Leonard came to be standing in my front yard through a series of providential events. His van had run out of gas about a mile from my house, so he grabbed a one gallon gas can and started walking into the first neighborhood he came across. His plan was to go door to door asking if he could do any work for anyone in exchange for some gas money. The first house he came to was mine and as he approached he witnessed me struggling with these bushes which were obviously winning the battle. Nearing my yard he first saw the Saints tag, and then my Saints hat, and excitedly yelled “Who Dat!” He told me his story and asked if I needed any help. I don’t know which of us was more thankful to get help. We got the bushes out of the ground and piled up near the street and then went to fill his gas can. As we fill the can we are talking and he tells me that he knew he was getting low on gas, so he got off the interstate to see if he could make some gas money in town, having nowhere near enough to reach his destination. In fact, he was practically empty when he took the Lake City exit. He had stopped at the church next door to the gas station and asked if there was any work he could do for gas money. The secretary told him no, but offered to contact one of the deacons who oversees the benevolence program. Their protocol is to give people food if they need it, counseling from the minister if they want it, and connect them with one of the deacons if they have needs that exceed this. She explained that the minister wasn’t in the office, and the deacon responsible for benevolence worked during the day, and wouldn’t be available until this evening. Leonard didn’t want to just wait around all day, so he set out in search of other opportunities to make some gas money. In the process of searching he ran out of gas and then ran into me.

» Entries

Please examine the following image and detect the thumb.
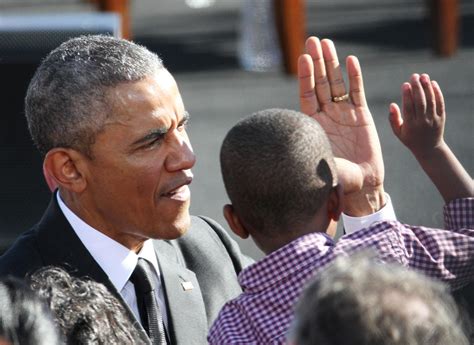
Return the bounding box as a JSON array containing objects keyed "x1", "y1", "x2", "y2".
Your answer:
[{"x1": 388, "y1": 103, "x2": 403, "y2": 139}]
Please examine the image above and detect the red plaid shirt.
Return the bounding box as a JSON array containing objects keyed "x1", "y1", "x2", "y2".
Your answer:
[{"x1": 208, "y1": 198, "x2": 474, "y2": 344}]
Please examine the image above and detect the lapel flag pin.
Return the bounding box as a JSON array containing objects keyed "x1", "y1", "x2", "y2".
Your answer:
[{"x1": 181, "y1": 282, "x2": 194, "y2": 291}]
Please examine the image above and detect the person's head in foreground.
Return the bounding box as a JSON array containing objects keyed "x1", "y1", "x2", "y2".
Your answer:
[
  {"x1": 0, "y1": 278, "x2": 59, "y2": 345},
  {"x1": 29, "y1": 266, "x2": 142, "y2": 345},
  {"x1": 25, "y1": 36, "x2": 195, "y2": 250},
  {"x1": 220, "y1": 109, "x2": 341, "y2": 253},
  {"x1": 290, "y1": 256, "x2": 468, "y2": 345}
]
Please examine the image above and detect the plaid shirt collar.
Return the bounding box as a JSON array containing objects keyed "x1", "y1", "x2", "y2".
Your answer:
[{"x1": 239, "y1": 232, "x2": 334, "y2": 293}]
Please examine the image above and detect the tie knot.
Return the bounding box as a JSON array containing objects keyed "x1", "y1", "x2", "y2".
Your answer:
[{"x1": 130, "y1": 258, "x2": 155, "y2": 293}]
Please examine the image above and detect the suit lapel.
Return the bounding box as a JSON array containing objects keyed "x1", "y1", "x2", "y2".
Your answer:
[
  {"x1": 153, "y1": 241, "x2": 207, "y2": 344},
  {"x1": 38, "y1": 194, "x2": 149, "y2": 343}
]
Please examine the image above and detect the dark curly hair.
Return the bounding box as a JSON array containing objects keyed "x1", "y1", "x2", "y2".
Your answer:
[
  {"x1": 0, "y1": 277, "x2": 59, "y2": 345},
  {"x1": 29, "y1": 266, "x2": 143, "y2": 344}
]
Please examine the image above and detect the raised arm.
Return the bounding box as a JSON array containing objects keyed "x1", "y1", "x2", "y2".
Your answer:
[
  {"x1": 390, "y1": 74, "x2": 474, "y2": 203},
  {"x1": 298, "y1": 37, "x2": 385, "y2": 217}
]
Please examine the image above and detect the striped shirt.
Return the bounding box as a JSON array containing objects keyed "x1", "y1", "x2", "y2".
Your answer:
[{"x1": 208, "y1": 198, "x2": 474, "y2": 344}]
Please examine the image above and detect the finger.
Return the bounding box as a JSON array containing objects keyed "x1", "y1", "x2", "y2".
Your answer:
[
  {"x1": 402, "y1": 83, "x2": 415, "y2": 122},
  {"x1": 431, "y1": 80, "x2": 446, "y2": 118},
  {"x1": 388, "y1": 103, "x2": 403, "y2": 138},
  {"x1": 306, "y1": 36, "x2": 332, "y2": 106},
  {"x1": 420, "y1": 73, "x2": 436, "y2": 121},
  {"x1": 346, "y1": 56, "x2": 367, "y2": 107},
  {"x1": 321, "y1": 39, "x2": 346, "y2": 97},
  {"x1": 298, "y1": 54, "x2": 319, "y2": 116},
  {"x1": 410, "y1": 73, "x2": 426, "y2": 119}
]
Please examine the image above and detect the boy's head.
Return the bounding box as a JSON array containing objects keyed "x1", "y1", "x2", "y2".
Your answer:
[{"x1": 220, "y1": 109, "x2": 340, "y2": 252}]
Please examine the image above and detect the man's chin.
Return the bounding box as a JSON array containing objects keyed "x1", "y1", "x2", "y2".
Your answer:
[{"x1": 152, "y1": 213, "x2": 191, "y2": 240}]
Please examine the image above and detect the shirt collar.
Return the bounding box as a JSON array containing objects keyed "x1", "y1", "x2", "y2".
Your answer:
[
  {"x1": 238, "y1": 232, "x2": 334, "y2": 292},
  {"x1": 56, "y1": 192, "x2": 160, "y2": 292}
]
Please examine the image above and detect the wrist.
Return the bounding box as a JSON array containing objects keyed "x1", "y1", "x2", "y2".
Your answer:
[
  {"x1": 344, "y1": 185, "x2": 386, "y2": 217},
  {"x1": 410, "y1": 140, "x2": 449, "y2": 164}
]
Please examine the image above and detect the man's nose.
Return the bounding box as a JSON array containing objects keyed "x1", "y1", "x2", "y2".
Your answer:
[{"x1": 165, "y1": 132, "x2": 196, "y2": 171}]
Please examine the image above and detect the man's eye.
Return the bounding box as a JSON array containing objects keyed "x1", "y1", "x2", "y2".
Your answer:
[
  {"x1": 143, "y1": 138, "x2": 163, "y2": 149},
  {"x1": 177, "y1": 120, "x2": 188, "y2": 132}
]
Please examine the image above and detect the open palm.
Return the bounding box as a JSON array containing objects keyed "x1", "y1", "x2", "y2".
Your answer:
[{"x1": 298, "y1": 37, "x2": 384, "y2": 192}]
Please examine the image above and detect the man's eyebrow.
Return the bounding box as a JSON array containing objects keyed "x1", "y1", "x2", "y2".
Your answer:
[
  {"x1": 179, "y1": 110, "x2": 191, "y2": 124},
  {"x1": 132, "y1": 127, "x2": 169, "y2": 146},
  {"x1": 132, "y1": 111, "x2": 191, "y2": 146}
]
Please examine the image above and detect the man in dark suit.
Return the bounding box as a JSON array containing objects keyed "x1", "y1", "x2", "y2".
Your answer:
[{"x1": 0, "y1": 36, "x2": 249, "y2": 344}]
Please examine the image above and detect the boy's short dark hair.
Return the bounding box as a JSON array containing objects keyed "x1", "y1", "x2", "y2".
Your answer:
[{"x1": 220, "y1": 109, "x2": 337, "y2": 235}]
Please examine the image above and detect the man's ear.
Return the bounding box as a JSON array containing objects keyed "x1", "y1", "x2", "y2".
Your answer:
[
  {"x1": 327, "y1": 184, "x2": 344, "y2": 222},
  {"x1": 223, "y1": 204, "x2": 249, "y2": 239},
  {"x1": 43, "y1": 148, "x2": 87, "y2": 193}
]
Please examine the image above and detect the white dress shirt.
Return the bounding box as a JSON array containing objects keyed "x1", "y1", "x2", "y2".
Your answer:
[
  {"x1": 56, "y1": 193, "x2": 168, "y2": 328},
  {"x1": 342, "y1": 193, "x2": 397, "y2": 234}
]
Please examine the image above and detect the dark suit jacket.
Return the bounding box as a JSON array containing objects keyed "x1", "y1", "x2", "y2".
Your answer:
[{"x1": 0, "y1": 196, "x2": 251, "y2": 345}]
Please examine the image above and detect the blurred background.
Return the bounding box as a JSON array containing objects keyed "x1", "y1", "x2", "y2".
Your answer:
[{"x1": 0, "y1": 0, "x2": 474, "y2": 258}]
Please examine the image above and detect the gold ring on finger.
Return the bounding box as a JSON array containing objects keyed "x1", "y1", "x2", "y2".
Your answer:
[{"x1": 332, "y1": 93, "x2": 349, "y2": 103}]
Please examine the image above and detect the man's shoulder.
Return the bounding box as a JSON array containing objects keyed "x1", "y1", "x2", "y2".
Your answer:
[
  {"x1": 171, "y1": 216, "x2": 253, "y2": 273},
  {"x1": 208, "y1": 292, "x2": 258, "y2": 345},
  {"x1": 0, "y1": 227, "x2": 42, "y2": 278}
]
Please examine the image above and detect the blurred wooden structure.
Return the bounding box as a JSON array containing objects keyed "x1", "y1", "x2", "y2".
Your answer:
[
  {"x1": 274, "y1": 0, "x2": 459, "y2": 74},
  {"x1": 428, "y1": 0, "x2": 459, "y2": 56},
  {"x1": 274, "y1": 0, "x2": 307, "y2": 75},
  {"x1": 88, "y1": 0, "x2": 132, "y2": 39}
]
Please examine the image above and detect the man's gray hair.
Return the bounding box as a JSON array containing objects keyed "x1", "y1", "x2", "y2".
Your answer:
[
  {"x1": 220, "y1": 109, "x2": 337, "y2": 236},
  {"x1": 25, "y1": 35, "x2": 164, "y2": 156},
  {"x1": 292, "y1": 256, "x2": 468, "y2": 345}
]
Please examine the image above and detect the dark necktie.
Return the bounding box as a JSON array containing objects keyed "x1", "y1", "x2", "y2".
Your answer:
[{"x1": 130, "y1": 258, "x2": 166, "y2": 345}]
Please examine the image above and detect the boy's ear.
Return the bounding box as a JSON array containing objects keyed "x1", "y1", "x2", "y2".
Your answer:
[
  {"x1": 327, "y1": 184, "x2": 344, "y2": 222},
  {"x1": 43, "y1": 148, "x2": 87, "y2": 193},
  {"x1": 223, "y1": 204, "x2": 249, "y2": 239}
]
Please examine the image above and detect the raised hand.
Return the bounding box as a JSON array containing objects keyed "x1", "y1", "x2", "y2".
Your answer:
[
  {"x1": 298, "y1": 37, "x2": 384, "y2": 215},
  {"x1": 390, "y1": 74, "x2": 474, "y2": 203},
  {"x1": 390, "y1": 73, "x2": 446, "y2": 156}
]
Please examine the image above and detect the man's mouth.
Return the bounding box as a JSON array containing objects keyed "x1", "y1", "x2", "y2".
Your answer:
[{"x1": 161, "y1": 177, "x2": 193, "y2": 201}]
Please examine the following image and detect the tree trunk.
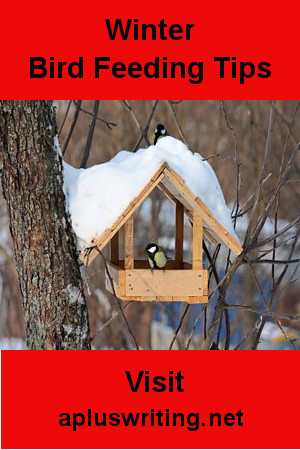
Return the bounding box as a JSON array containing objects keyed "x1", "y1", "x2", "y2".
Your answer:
[{"x1": 0, "y1": 100, "x2": 90, "y2": 350}]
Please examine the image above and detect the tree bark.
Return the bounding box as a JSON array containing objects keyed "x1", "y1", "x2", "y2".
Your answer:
[{"x1": 0, "y1": 100, "x2": 90, "y2": 350}]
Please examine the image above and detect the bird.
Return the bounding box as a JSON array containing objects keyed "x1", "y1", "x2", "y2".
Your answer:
[
  {"x1": 153, "y1": 123, "x2": 169, "y2": 145},
  {"x1": 145, "y1": 243, "x2": 167, "y2": 270}
]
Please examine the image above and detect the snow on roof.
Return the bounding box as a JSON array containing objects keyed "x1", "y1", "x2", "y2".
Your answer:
[{"x1": 64, "y1": 136, "x2": 239, "y2": 247}]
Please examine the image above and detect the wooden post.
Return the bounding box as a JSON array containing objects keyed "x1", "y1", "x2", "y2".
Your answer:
[
  {"x1": 110, "y1": 232, "x2": 119, "y2": 266},
  {"x1": 175, "y1": 201, "x2": 184, "y2": 269},
  {"x1": 193, "y1": 211, "x2": 203, "y2": 270},
  {"x1": 124, "y1": 216, "x2": 134, "y2": 269}
]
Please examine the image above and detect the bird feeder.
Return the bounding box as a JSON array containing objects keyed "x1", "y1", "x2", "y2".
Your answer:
[{"x1": 81, "y1": 164, "x2": 242, "y2": 303}]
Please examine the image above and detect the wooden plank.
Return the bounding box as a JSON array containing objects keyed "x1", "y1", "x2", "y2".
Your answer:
[
  {"x1": 124, "y1": 216, "x2": 134, "y2": 269},
  {"x1": 164, "y1": 167, "x2": 243, "y2": 255},
  {"x1": 175, "y1": 201, "x2": 184, "y2": 269},
  {"x1": 119, "y1": 295, "x2": 208, "y2": 304},
  {"x1": 192, "y1": 211, "x2": 203, "y2": 270},
  {"x1": 125, "y1": 269, "x2": 206, "y2": 297},
  {"x1": 110, "y1": 233, "x2": 119, "y2": 265},
  {"x1": 117, "y1": 259, "x2": 192, "y2": 270}
]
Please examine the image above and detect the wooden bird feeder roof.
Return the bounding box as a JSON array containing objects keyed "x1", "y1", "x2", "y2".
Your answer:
[
  {"x1": 80, "y1": 163, "x2": 243, "y2": 303},
  {"x1": 80, "y1": 163, "x2": 243, "y2": 265}
]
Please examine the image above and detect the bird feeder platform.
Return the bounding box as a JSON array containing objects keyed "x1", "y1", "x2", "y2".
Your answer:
[
  {"x1": 81, "y1": 164, "x2": 242, "y2": 303},
  {"x1": 105, "y1": 261, "x2": 208, "y2": 303}
]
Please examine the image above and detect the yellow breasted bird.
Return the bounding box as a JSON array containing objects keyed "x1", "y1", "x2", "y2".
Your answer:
[
  {"x1": 153, "y1": 123, "x2": 169, "y2": 145},
  {"x1": 146, "y1": 243, "x2": 167, "y2": 269}
]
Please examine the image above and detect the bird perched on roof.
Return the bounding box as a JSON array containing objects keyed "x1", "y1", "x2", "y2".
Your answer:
[
  {"x1": 146, "y1": 243, "x2": 167, "y2": 270},
  {"x1": 154, "y1": 123, "x2": 169, "y2": 145}
]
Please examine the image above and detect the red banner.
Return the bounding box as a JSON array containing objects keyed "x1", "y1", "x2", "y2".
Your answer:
[
  {"x1": 0, "y1": 0, "x2": 300, "y2": 99},
  {"x1": 2, "y1": 351, "x2": 299, "y2": 448}
]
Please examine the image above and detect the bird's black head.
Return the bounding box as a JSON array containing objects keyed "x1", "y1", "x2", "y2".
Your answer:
[
  {"x1": 146, "y1": 243, "x2": 158, "y2": 255},
  {"x1": 154, "y1": 123, "x2": 168, "y2": 145}
]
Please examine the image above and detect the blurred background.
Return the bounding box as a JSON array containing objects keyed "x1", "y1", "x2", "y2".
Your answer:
[{"x1": 0, "y1": 100, "x2": 300, "y2": 349}]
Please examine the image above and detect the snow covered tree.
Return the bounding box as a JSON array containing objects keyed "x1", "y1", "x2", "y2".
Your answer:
[{"x1": 0, "y1": 100, "x2": 90, "y2": 350}]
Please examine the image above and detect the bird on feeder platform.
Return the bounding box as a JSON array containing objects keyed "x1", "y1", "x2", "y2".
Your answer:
[
  {"x1": 146, "y1": 244, "x2": 167, "y2": 270},
  {"x1": 154, "y1": 123, "x2": 169, "y2": 145}
]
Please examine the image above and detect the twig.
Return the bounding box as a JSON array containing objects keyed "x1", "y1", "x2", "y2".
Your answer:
[
  {"x1": 96, "y1": 247, "x2": 140, "y2": 350},
  {"x1": 80, "y1": 100, "x2": 100, "y2": 169},
  {"x1": 62, "y1": 100, "x2": 82, "y2": 155}
]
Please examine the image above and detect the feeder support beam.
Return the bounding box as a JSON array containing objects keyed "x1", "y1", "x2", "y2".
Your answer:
[
  {"x1": 110, "y1": 232, "x2": 120, "y2": 266},
  {"x1": 175, "y1": 201, "x2": 184, "y2": 269},
  {"x1": 124, "y1": 216, "x2": 134, "y2": 269},
  {"x1": 193, "y1": 211, "x2": 203, "y2": 270}
]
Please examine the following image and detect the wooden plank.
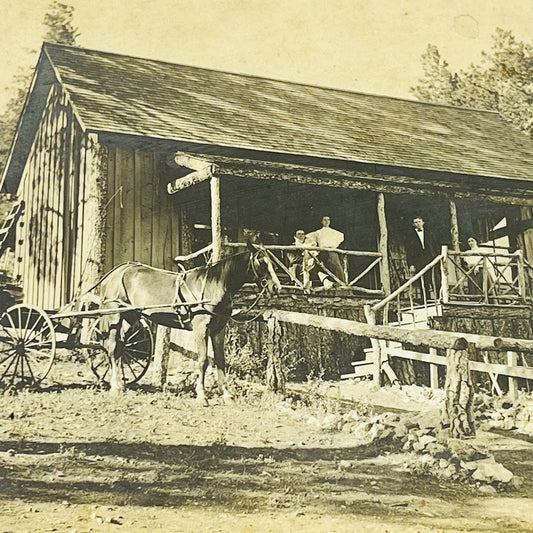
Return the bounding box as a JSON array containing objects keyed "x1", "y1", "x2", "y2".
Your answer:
[
  {"x1": 152, "y1": 156, "x2": 167, "y2": 268},
  {"x1": 384, "y1": 348, "x2": 533, "y2": 379},
  {"x1": 264, "y1": 309, "x2": 468, "y2": 349},
  {"x1": 189, "y1": 154, "x2": 533, "y2": 205},
  {"x1": 167, "y1": 165, "x2": 213, "y2": 194},
  {"x1": 104, "y1": 147, "x2": 119, "y2": 272},
  {"x1": 377, "y1": 192, "x2": 391, "y2": 296},
  {"x1": 450, "y1": 200, "x2": 460, "y2": 251},
  {"x1": 429, "y1": 348, "x2": 439, "y2": 389},
  {"x1": 210, "y1": 176, "x2": 222, "y2": 262},
  {"x1": 135, "y1": 152, "x2": 154, "y2": 265},
  {"x1": 114, "y1": 148, "x2": 135, "y2": 263},
  {"x1": 507, "y1": 352, "x2": 518, "y2": 399}
]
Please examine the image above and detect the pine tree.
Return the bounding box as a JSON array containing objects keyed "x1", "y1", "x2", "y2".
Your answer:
[
  {"x1": 411, "y1": 28, "x2": 533, "y2": 134},
  {"x1": 0, "y1": 0, "x2": 80, "y2": 177}
]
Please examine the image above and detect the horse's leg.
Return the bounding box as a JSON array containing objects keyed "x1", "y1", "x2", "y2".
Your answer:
[
  {"x1": 193, "y1": 322, "x2": 209, "y2": 407},
  {"x1": 107, "y1": 315, "x2": 126, "y2": 394},
  {"x1": 211, "y1": 328, "x2": 233, "y2": 400}
]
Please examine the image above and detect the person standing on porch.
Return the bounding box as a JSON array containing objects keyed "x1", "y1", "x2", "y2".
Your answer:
[
  {"x1": 307, "y1": 216, "x2": 346, "y2": 287},
  {"x1": 405, "y1": 215, "x2": 440, "y2": 297}
]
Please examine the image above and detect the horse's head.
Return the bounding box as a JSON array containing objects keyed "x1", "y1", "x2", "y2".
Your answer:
[{"x1": 247, "y1": 241, "x2": 281, "y2": 296}]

» What the task asks
Write what comes next in the story of Leonard and his empty gas tank above, starting right after its final sentence.

» Output
By this time we had gotten back to his van, which was sitting in the parking lot of a popular sandwich shop called Skip’s Deli. I suggested we go in and get some lunch and it was during this time that I learned all the details of his ordeal. When he finished his story I smiled as big as a Cheshire Cat. Confused by my grin, he asked what was so funny, to which I replied, “I’m the minister at that church.” He now looked like what I imagine I looked like when he walked into my yard — about to fall over. He made quite the scene with the packed, lunch hour crowd at Skip’s when he shouted, “Are you serious?!? You are the minister at that church? And I just walked up on you and saw you’re Saints stuff? Wow! I think somebody is trying to tell me something”, he said while looking up. We finished up at Skip’s and he came back to my house and wanted to know if there was anything else I needed help with. I assured him that I appreciated his offer, but this preacher had gotten soft in the days since he was last known as a working man, and was ready to hit the showers. We went back to the gas station and I filled his tank up, then on to the church building and loaded him up with food. I kept trying to give him more food and he kept putting it back, not wanting to take too much. Leonard had a box of Vienna sausages and crackers that someone had given him, and he tried his best to give me half of them for the pantry. He’d already given some of them to a few homeless guys he’d run across in town, and wanted to leave some with us too. The guy getting food from our pantry wanted to donate food to our pantry. As he got in the car I gave him the twenty-five dollars I had in my wallet, left from when the other guy refused to take more than twenty dollars. We took a picture together showing his “Who Dat” tattoo and my Saints hat. He took my business card, and a Bible tract and promised if he ever passed through again he’d give me a call. As he got into his van he laughed and shook his head, looking up to the sky. Apparently Steve Martin was right in the movie The Jerk when he said, “The Lord loves a working man.”
This type of thing happens all the time. I can’t ever predict it, but I’ve come to expect it, and I always enjoy it. Sometimes it makes me laugh, sometimes it makes me cry, sometimes it makes me worship. It always makes me grateful. For years I didn’t know what to call it, or even how to explain and describe it, but awhile back my buddy Jode turned me on to an expression they use in his family. “It’s just a God thing.” The first time I heard that I loved it. It just seemed like the perfect way to capture the event, the emotion, and the atmosphere of such a thing. Leonard and I agreed, this was just a God thing. For him it was a reminder that even though his world seemed to be falling apart, he wasn’t on this journey alone. For me it was a reminder that God is always right on time. And that He’s obviously a Saints fan.